_SHORT TASK_: Arrange the listing below, starting with the line that contains "Domain: lane-usage study. Target: cap" and going on through the end of the listing, as a two-column CSV with the headers input and output. Each row should pair one text with its answer, with each value in a single quoted field and line breaks replaced by spaces.

=== SUPPLIED RECORDS ===

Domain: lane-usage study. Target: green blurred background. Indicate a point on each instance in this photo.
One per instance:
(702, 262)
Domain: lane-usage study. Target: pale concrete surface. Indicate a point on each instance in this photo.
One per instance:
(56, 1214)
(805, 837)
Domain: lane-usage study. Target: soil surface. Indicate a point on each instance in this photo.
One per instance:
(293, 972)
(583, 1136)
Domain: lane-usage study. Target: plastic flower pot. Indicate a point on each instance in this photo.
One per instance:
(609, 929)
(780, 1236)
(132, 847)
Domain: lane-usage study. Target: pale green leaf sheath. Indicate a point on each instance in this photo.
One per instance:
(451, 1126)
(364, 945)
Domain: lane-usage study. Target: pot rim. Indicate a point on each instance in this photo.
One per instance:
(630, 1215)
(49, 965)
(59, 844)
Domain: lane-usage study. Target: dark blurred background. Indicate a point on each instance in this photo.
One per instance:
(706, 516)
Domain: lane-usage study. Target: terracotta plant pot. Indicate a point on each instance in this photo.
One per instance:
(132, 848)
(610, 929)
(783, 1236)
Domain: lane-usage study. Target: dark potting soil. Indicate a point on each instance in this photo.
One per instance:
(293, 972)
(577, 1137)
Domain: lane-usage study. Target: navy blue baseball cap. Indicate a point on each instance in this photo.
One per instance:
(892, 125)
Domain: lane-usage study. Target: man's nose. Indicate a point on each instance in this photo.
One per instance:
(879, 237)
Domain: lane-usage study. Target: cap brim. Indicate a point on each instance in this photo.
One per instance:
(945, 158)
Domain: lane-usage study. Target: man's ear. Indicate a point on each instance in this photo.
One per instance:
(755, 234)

===

_TASK RESPONSE_:
input,output
"Domain: lane-usage study. Target: cap brim. Indicate a point on each instance in this photo. One per instance:","(945, 158)"
"Domain: lane-usage study. Target: man's ear. Indicate a point on each instance in this photo. One per instance:","(755, 234)"